— START OF PASSAGE —

INTRODUCTION/MOTIVATION (15 minutes):

The lesson starts with a reference to the previous learning unit where pupils researched the crises (if applicable). The teacher connects the major crises to the fact that we are experiencing difficult situations on a daily basis, some more severe than others. The teacher explains that we generally describe these situations with different words and asks pupils for their suggestions… (aim to get to the concepts/words CHALLENGE, ISSUE, PROBLEM, CRISIS).

If the pupils can’t come up with all the concepts, the teacher mentions the missing ones. Explains that we are often using them as synonyms but actually, each of them has its own characteristics and definitions and we can scale them from the least to the most severe.

The teacher shows the animated ppt* and asks students with each step, which word they would use – to put them in order from least to most severe situation. (If there are no technological resources available, the teacher can simply draw a diagram on a whiteboard).

The teacher, with the help of ppt*, explains to pupils what each situation means and gives some examples.

He/she also explains how the situations can progress from one stage to another if not handled properly and at the same time, it can also go the other way – becomes less severe and digress, if we know how to deal with it.

— END OF PASSAGE —
— START OF LISTED ENTRIES —

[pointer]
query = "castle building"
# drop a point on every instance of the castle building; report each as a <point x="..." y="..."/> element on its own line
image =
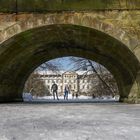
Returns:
<point x="76" y="81"/>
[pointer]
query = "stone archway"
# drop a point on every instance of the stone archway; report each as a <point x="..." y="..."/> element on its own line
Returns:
<point x="22" y="53"/>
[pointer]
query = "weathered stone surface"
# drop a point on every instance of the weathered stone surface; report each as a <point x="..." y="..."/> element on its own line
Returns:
<point x="21" y="54"/>
<point x="59" y="5"/>
<point x="29" y="39"/>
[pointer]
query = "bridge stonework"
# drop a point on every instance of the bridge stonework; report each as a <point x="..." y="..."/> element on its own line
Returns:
<point x="122" y="25"/>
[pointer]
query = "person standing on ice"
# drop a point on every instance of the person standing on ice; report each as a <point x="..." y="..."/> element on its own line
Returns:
<point x="66" y="92"/>
<point x="54" y="89"/>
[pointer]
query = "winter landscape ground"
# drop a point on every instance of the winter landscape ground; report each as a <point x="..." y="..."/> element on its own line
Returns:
<point x="75" y="121"/>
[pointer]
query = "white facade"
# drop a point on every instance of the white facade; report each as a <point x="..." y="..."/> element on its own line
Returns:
<point x="74" y="80"/>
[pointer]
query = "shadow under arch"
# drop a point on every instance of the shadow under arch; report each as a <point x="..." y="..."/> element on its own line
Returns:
<point x="21" y="54"/>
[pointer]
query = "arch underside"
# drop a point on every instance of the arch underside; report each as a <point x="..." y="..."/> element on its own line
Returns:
<point x="21" y="54"/>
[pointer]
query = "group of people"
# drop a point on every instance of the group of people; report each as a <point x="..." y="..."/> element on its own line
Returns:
<point x="54" y="89"/>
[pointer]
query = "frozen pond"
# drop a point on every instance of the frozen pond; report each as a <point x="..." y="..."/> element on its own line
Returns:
<point x="113" y="121"/>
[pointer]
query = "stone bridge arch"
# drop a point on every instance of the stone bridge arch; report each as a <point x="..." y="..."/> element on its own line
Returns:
<point x="22" y="53"/>
<point x="122" y="25"/>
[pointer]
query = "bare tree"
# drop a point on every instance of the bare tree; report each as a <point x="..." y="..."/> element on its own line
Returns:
<point x="35" y="84"/>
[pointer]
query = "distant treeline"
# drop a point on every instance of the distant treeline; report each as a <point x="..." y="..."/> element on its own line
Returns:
<point x="49" y="5"/>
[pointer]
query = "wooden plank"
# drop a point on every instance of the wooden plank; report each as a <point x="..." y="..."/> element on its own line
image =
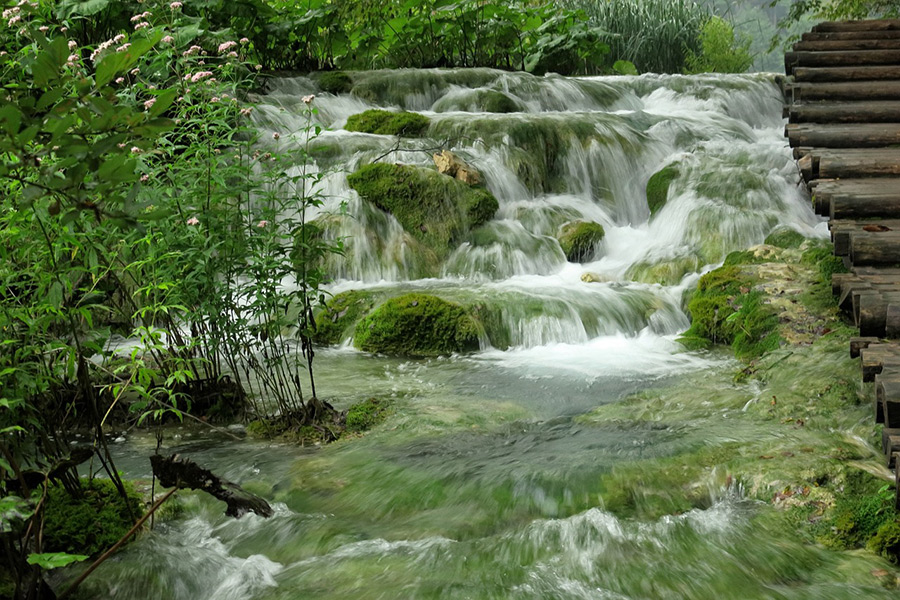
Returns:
<point x="859" y="342"/>
<point x="854" y="90"/>
<point x="868" y="248"/>
<point x="862" y="25"/>
<point x="874" y="111"/>
<point x="840" y="58"/>
<point x="853" y="44"/>
<point x="819" y="36"/>
<point x="861" y="135"/>
<point x="852" y="163"/>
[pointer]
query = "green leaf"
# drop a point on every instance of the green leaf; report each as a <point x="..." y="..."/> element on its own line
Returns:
<point x="118" y="62"/>
<point x="54" y="560"/>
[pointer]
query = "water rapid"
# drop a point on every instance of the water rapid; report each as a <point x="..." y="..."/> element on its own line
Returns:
<point x="485" y="483"/>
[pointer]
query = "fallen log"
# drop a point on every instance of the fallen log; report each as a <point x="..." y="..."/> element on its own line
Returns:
<point x="851" y="44"/>
<point x="178" y="472"/>
<point x="816" y="74"/>
<point x="869" y="248"/>
<point x="840" y="58"/>
<point x="866" y="25"/>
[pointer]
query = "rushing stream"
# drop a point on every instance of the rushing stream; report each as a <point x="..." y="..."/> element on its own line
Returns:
<point x="483" y="484"/>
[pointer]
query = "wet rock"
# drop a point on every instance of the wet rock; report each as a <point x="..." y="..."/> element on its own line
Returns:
<point x="453" y="166"/>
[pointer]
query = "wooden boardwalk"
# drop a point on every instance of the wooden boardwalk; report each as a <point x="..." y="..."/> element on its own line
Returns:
<point x="842" y="95"/>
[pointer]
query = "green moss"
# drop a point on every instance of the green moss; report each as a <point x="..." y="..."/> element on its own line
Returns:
<point x="784" y="237"/>
<point x="383" y="122"/>
<point x="91" y="523"/>
<point x="658" y="187"/>
<point x="726" y="310"/>
<point x="335" y="82"/>
<point x="822" y="256"/>
<point x="367" y="414"/>
<point x="435" y="209"/>
<point x="859" y="512"/>
<point x="886" y="541"/>
<point x="341" y="313"/>
<point x="417" y="325"/>
<point x="579" y="240"/>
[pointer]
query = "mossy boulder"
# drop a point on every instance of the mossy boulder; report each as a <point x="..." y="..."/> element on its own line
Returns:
<point x="417" y="325"/>
<point x="335" y="322"/>
<point x="436" y="210"/>
<point x="579" y="240"/>
<point x="384" y="122"/>
<point x="91" y="523"/>
<point x="725" y="309"/>
<point x="365" y="415"/>
<point x="335" y="82"/>
<point x="785" y="237"/>
<point x="658" y="187"/>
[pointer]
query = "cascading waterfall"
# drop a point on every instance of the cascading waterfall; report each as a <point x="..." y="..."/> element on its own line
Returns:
<point x="484" y="485"/>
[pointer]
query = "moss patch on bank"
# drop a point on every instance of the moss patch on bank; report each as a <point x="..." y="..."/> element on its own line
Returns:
<point x="91" y="523"/>
<point x="435" y="209"/>
<point x="385" y="122"/>
<point x="417" y="325"/>
<point x="335" y="322"/>
<point x="579" y="240"/>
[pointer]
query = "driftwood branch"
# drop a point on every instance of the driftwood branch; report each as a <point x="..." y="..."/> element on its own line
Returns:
<point x="178" y="472"/>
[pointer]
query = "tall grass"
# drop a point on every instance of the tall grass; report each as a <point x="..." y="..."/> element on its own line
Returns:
<point x="655" y="35"/>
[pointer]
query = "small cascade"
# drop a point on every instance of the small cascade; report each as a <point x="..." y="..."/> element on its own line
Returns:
<point x="554" y="151"/>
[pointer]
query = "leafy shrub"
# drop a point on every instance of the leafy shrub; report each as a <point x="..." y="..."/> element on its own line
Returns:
<point x="720" y="51"/>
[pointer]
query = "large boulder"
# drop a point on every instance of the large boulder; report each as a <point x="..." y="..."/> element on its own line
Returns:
<point x="579" y="240"/>
<point x="658" y="187"/>
<point x="453" y="166"/>
<point x="436" y="210"/>
<point x="417" y="325"/>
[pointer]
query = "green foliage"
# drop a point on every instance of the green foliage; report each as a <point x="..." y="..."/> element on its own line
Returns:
<point x="433" y="208"/>
<point x="341" y="313"/>
<point x="579" y="240"/>
<point x="886" y="541"/>
<point x="726" y="310"/>
<point x="785" y="237"/>
<point x="859" y="511"/>
<point x="90" y="523"/>
<point x="54" y="560"/>
<point x="658" y="187"/>
<point x="365" y="415"/>
<point x="335" y="82"/>
<point x="417" y="325"/>
<point x="720" y="51"/>
<point x="822" y="255"/>
<point x="383" y="122"/>
<point x="654" y="35"/>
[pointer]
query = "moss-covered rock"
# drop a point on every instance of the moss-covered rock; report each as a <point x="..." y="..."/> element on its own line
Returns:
<point x="365" y="415"/>
<point x="417" y="325"/>
<point x="886" y="541"/>
<point x="335" y="322"/>
<point x="725" y="309"/>
<point x="384" y="122"/>
<point x="785" y="237"/>
<point x="579" y="240"/>
<point x="335" y="82"/>
<point x="91" y="523"/>
<point x="658" y="187"/>
<point x="436" y="210"/>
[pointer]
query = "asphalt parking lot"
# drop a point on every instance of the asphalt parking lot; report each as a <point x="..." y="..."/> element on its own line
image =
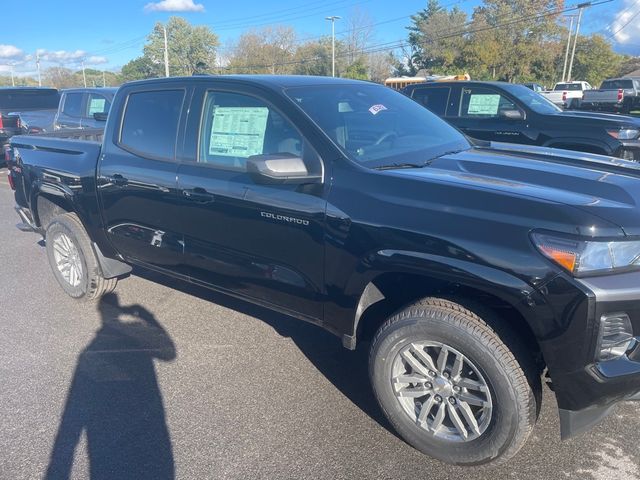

— END OF LISTED ENTRIES —

### TASK GOAL
Reproduce the lesson plan above word for word, from "If the pupils" to "deal with it.".

### EXERCISE OUTPUT
If the pupils can’t come up with all the concepts, the teacher mentions the missing ones. Explains that we are often using them as synonyms but actually, each of them has its own characteristics and definitions and we can scale them from the least to the most severe.

The teacher shows the animated ppt* and asks students with each step, which word they would use – to put them in order from least to most severe situation. (If there are no technological resources available, the teacher can simply draw a diagram on a whiteboard).

The teacher, with the help of ppt*, explains to pupils what each situation means and gives some examples.

He/she also explains how the situations can progress from one stage to another if not handled properly and at the same time, it can also go the other way – becomes less severe and digress, if we know how to deal with it.